Excerpted data:
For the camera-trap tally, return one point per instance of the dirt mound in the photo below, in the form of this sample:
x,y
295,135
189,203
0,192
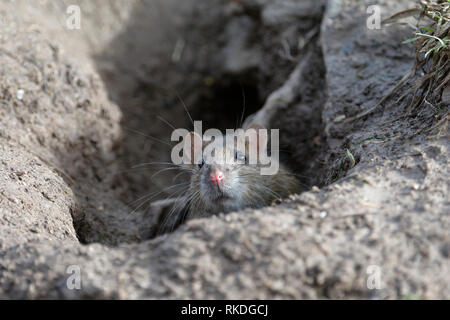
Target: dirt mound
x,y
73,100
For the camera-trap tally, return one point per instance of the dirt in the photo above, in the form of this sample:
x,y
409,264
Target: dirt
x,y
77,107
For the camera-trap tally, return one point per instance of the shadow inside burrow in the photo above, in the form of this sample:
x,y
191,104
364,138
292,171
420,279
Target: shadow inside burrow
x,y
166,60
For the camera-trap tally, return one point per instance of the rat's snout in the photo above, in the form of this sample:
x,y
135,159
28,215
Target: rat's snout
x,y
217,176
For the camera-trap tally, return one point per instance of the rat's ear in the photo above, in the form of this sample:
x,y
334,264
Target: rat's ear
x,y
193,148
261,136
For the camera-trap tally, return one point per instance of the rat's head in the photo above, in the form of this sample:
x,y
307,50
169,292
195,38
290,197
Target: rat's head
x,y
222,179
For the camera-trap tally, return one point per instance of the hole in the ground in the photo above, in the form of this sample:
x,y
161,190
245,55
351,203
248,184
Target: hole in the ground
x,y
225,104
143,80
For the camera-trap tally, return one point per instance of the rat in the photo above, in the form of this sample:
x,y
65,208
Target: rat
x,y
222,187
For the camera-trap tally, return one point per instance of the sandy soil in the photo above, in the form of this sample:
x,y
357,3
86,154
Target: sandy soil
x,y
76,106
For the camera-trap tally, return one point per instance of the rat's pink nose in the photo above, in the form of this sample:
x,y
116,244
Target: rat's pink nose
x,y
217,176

Task goal: Set down the lines above exactly as written. Begin at the line containing "Target: rat's head" and stop after the last line.

Answer to the exercise:
Target: rat's head
x,y
222,179
For the camera-trap tally, return one point per instance of the hole in the ground in the photo above, in the form of this sample:
x,y
161,190
245,55
351,203
248,184
Target: hole in the ground
x,y
225,104
143,80
For the camera-trap tally, return one point per instance of the rat in the photo above, in the form of this sample:
x,y
65,208
Target: rat
x,y
222,187
For the camera-trap tally, return one point per instance of the sandy soil in the photo above, in the form of this sample:
x,y
357,3
86,154
Target: sandy soil
x,y
76,106
For the camera-trap tally, return one point per instance of the rat's pink nose in the photo above, in the form of this sample:
x,y
116,244
Target: rat's pink nose
x,y
217,176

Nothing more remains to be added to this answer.